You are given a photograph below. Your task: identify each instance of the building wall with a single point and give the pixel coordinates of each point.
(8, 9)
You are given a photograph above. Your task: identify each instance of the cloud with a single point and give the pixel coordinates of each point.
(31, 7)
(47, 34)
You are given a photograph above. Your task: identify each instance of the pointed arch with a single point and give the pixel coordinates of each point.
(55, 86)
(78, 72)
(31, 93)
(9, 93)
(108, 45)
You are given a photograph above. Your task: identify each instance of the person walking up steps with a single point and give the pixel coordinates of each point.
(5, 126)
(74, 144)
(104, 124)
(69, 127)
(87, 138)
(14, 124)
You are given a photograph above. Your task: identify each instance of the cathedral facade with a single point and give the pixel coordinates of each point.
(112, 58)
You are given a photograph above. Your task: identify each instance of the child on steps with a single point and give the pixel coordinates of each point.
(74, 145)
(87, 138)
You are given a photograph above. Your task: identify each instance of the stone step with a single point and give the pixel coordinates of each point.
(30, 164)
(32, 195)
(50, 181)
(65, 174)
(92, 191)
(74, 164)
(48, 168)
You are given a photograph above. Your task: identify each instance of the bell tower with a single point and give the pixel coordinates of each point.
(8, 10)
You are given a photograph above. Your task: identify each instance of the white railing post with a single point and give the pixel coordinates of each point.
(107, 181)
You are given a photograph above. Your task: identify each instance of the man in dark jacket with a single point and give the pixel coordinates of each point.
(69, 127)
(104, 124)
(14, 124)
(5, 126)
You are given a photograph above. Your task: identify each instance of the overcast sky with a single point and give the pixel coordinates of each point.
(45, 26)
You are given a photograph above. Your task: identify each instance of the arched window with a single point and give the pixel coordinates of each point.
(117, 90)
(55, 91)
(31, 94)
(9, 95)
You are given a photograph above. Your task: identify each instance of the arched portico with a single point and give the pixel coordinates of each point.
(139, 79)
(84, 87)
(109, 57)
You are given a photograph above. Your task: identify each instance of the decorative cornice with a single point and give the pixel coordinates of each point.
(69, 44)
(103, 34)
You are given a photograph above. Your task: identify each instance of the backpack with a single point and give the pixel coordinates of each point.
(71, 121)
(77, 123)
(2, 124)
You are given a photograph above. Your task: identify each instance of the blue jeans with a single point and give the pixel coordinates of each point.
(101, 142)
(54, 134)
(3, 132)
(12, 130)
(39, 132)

------------------------------

Copy every one of the rows above word for word, keeping the lines in their original order.

Reply:
You are given a photograph below. Your task: identify each instance of the building wall with a single point and give the pixel coordinates of each point.
(8, 9)
You are given a photograph above. Your task: identify each instance of the cloud with a single point and give the pixel coordinates of each point.
(31, 7)
(47, 34)
You are given a photograph above. Your task: identify each instance of the pointed arch with a single point and give the pixel coordinates of each point.
(55, 86)
(78, 72)
(31, 93)
(9, 93)
(108, 45)
You are given a photograph above. Your task: identify each instance of the person walking up steps with a single point and give the pixel coordinates of each point.
(5, 126)
(74, 144)
(104, 124)
(69, 127)
(87, 138)
(14, 124)
You are given a photograph above. Your task: identify each instance of the cathedral facade with a single point and give the pixel coordinates of each point.
(112, 58)
You are given a photograph above. Your task: identify each instance of the child on steps with a single point and give the pixel coordinates of each point.
(74, 145)
(87, 138)
You are given a photograph above. Your task: identify each instance of the stone step with a single point and give the pixel coordinates of each point.
(30, 164)
(32, 195)
(50, 181)
(65, 174)
(92, 191)
(74, 164)
(48, 168)
You are given a photograph above. Your task: identify each instance of the bell tower with a single point and give the pixel coordinates of each point.
(8, 10)
You are given a photograph above. Your task: identify each instance of the white railing post with a single point and give the pixel coordinates of each point.
(107, 181)
You are given a photograph above. Your task: identify each instance of the man in dark jacket with a single point and give the pixel coordinates of each point.
(69, 127)
(104, 124)
(14, 124)
(5, 126)
You are given a photograph above. Your task: identify each instance of the overcast sky with a single point and give the pixel coordinates of each point.
(45, 26)
You are given a photograph above. Your task: identify each instance of the arched window with a single point and give the pixel coordinates of each point.
(117, 90)
(55, 91)
(31, 94)
(9, 95)
You are given a photograph above. Your task: identify each instance of the arched portico with a single point and give the pixel coordinates of each point.
(139, 79)
(84, 87)
(109, 57)
You are given a photograph above. Your task: identify each instance of the decorative cornice with a single point and give the pixel coordinates of each point.
(69, 44)
(103, 34)
You are given a photograph above. Your task: identify each instance of the backpack with a single point and give the pixel coordinates of each point.
(71, 121)
(77, 123)
(2, 124)
You are given a photograph above. Your task: identify each instance of the blue jeans with a single point and give the pixel coordinates of each point.
(101, 142)
(54, 134)
(3, 132)
(12, 130)
(39, 132)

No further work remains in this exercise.